Input records:
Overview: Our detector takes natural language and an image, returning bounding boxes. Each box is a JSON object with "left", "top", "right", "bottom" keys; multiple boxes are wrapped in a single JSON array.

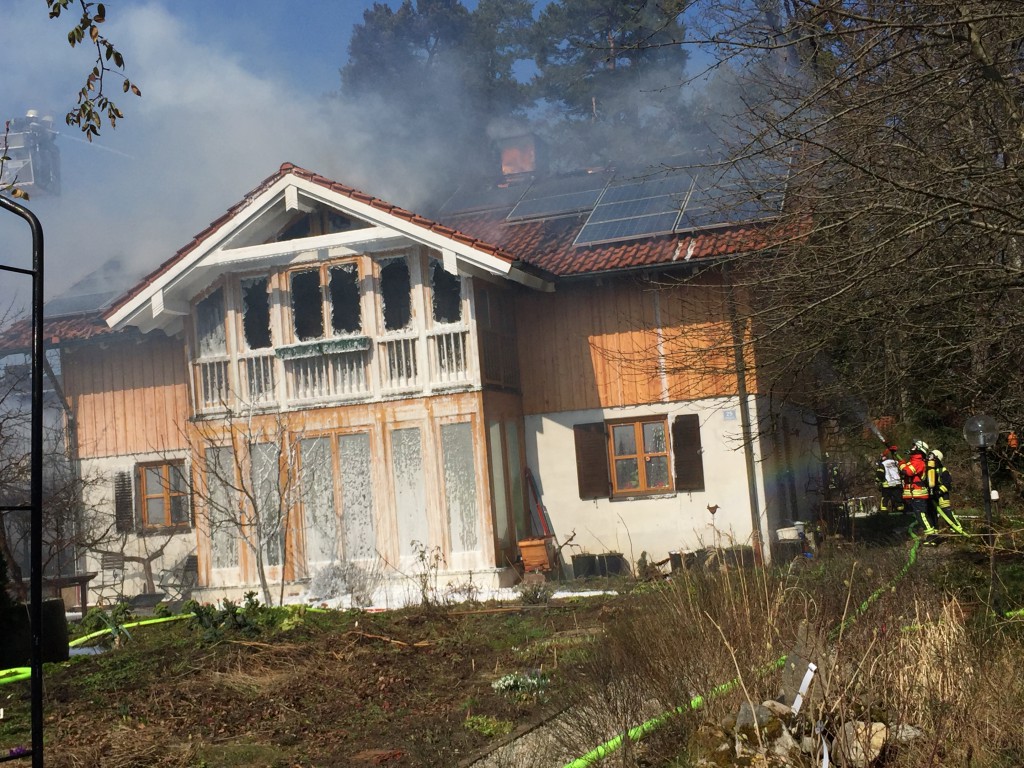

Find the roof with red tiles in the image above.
[
  {"left": 104, "top": 163, "right": 523, "bottom": 323},
  {"left": 439, "top": 208, "right": 785, "bottom": 277},
  {"left": 0, "top": 313, "right": 138, "bottom": 354},
  {"left": 0, "top": 163, "right": 791, "bottom": 353}
]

What is required: Leave out the pictures and repeat everything else in the records exactly.

Task response:
Overview: Our detector takes natural language and an image, returning bounding boxes. Each box is a JSON object with "left", "top", "right", "bottom" keys; multiple boxes are wrapped in a single JSON array.


Find the roof with red tiles in the image above.
[
  {"left": 104, "top": 163, "right": 523, "bottom": 323},
  {"left": 439, "top": 208, "right": 785, "bottom": 277},
  {"left": 0, "top": 313, "right": 138, "bottom": 354},
  {"left": 0, "top": 163, "right": 791, "bottom": 353}
]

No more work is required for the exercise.